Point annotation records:

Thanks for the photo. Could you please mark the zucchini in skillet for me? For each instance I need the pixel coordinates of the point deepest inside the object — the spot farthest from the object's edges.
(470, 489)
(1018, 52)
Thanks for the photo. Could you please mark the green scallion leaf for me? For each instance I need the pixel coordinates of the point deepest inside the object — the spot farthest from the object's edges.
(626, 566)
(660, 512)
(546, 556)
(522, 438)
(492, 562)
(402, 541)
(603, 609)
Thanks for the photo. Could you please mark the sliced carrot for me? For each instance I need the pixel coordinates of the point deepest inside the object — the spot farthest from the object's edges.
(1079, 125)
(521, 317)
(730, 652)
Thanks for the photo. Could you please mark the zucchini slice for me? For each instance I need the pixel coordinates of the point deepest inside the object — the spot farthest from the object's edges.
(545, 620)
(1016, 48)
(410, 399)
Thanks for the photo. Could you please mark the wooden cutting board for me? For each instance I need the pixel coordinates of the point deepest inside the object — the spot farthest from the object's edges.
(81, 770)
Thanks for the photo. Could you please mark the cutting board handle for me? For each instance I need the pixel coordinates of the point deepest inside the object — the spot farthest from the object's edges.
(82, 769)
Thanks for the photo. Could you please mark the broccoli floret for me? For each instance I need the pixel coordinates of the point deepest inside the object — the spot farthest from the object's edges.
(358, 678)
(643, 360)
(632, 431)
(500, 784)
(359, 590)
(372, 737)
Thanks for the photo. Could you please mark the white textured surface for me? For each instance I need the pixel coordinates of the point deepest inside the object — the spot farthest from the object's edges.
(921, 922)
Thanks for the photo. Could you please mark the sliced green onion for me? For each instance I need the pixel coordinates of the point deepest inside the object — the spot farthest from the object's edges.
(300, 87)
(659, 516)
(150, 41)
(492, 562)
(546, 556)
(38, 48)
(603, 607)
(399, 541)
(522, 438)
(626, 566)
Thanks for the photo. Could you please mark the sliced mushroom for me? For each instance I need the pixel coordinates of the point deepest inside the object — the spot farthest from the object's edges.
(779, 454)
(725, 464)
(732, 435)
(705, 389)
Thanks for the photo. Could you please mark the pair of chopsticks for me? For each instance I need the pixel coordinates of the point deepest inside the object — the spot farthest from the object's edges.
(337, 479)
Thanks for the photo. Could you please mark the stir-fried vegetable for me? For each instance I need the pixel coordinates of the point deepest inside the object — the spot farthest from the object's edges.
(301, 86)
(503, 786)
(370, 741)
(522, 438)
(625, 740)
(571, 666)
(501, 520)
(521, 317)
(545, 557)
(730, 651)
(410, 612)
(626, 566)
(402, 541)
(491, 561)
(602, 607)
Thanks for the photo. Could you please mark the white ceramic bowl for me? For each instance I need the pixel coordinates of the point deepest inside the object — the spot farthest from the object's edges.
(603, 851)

**PROBLEM TO SOLVE**
Please recast every line of the rows above as a Markdown table with two columns, Number and Line, leaving out any blank lines.

**OUTPUT BELOW**
| Number | Line |
|---|---|
| 1 | Thanks for the photo. Could you please mark the zucchini in skillet for me? For each instance I need the pixel coordinates of the point deepest inside the object — the spot farthest from the object's edges. |
| 2 | (470, 489) |
| 3 | (1018, 52) |
| 4 | Thanks for the photo. Could you please mark the green scallion leaf for me? For each instance I need the pixel coordinates of the point deepest inside the object — the spot farthest from the object's edges. |
| 5 | (626, 566) |
| 6 | (660, 512) |
| 7 | (546, 556) |
| 8 | (522, 438) |
| 9 | (492, 562) |
| 10 | (402, 541) |
| 11 | (603, 609) |
| 12 | Thanks for the photo. Could you please mark the sliced carrot for me? For each instance I need the pixel coordinates of the point deepest inside the object — the spot farthest from the object's edges. |
| 13 | (1079, 125) |
| 14 | (521, 317) |
| 15 | (730, 652) |
| 16 | Thanks for the photo. Could you please mark the zucchini slice for me? For each instance I need the pixel coordinates of the point deepest inside the object — the spot farthest from the object's edges. |
| 17 | (545, 620) |
| 18 | (1016, 48) |
| 19 | (410, 399) |
| 20 | Thanks for the photo. Could you please mark the wooden cutting board for me? For each instance I need the pixel coordinates of the point deepest inside the object — the spot farthest from the object's edges. |
| 21 | (81, 770) |
| 22 | Thanks for the photo. Could you please mark the cutting board handle for me? For each instance I need the pixel coordinates of the point deepest inside the object — the spot farthest from the object's edges. |
| 23 | (82, 769) |
| 24 | Thanks for the photo. Could you please mark the broccoli floret for me? For each instance I need the pixel coordinates of the point deepest inside the object — the spot farthest from the object's edges. |
| 25 | (358, 678) |
| 26 | (643, 360) |
| 27 | (632, 431) |
| 28 | (500, 784) |
| 29 | (359, 590) |
| 30 | (372, 737) |
| 31 | Thanks for the photo. Could you please mark the white textured surface for me? For each instance I need the pixel coordinates of the point deepest inside the object — the spot farthest from the object's edges. |
| 32 | (921, 922) |
| 33 | Thanks for the photo. Could you please mark the sliced green onion for me? For each instance I need the pixel coordinates of the point deepest inside the object — the spot farthest from the object's edges. |
| 34 | (300, 87) |
| 35 | (659, 516) |
| 36 | (150, 41) |
| 37 | (492, 562) |
| 38 | (546, 556) |
| 39 | (38, 48) |
| 40 | (603, 607) |
| 41 | (399, 541) |
| 42 | (522, 438) |
| 43 | (626, 566) |
| 44 | Thanks for the photo. Could you please mark the sliced mushroom for me? For each instance I need the pixel coordinates of the point deepest inside the object — the spot farthest from the object's edges. |
| 45 | (779, 454) |
| 46 | (725, 464) |
| 47 | (732, 435) |
| 48 | (705, 389) |
| 49 | Thanks for the photo. Could you please mark the pair of chopsticks for me? For each instance I need the pixel coordinates of the point deepest inside the object — the spot farthest from the object's edges. |
| 50 | (337, 479) |
| 51 | Thanks for the photo. Could you please mark the stir-fried vegetable for me? For each instance I need the pixel coordinates of the point deepest inside the object — the spot farthest from the object's edges. |
| 52 | (301, 86) |
| 53 | (503, 786) |
| 54 | (370, 741) |
| 55 | (522, 438) |
| 56 | (625, 740) |
| 57 | (571, 666) |
| 58 | (501, 520) |
| 59 | (521, 317) |
| 60 | (545, 557) |
| 61 | (730, 651) |
| 62 | (410, 612) |
| 63 | (626, 566) |
| 64 | (402, 541) |
| 65 | (491, 561) |
| 66 | (602, 607) |
| 67 | Thanks for the photo. Could you please mark the white ceramic bowl for me? For each instance I need the pixel coordinates of the point deepest inside the object — the spot farthest from the object's edges. |
| 68 | (603, 851) |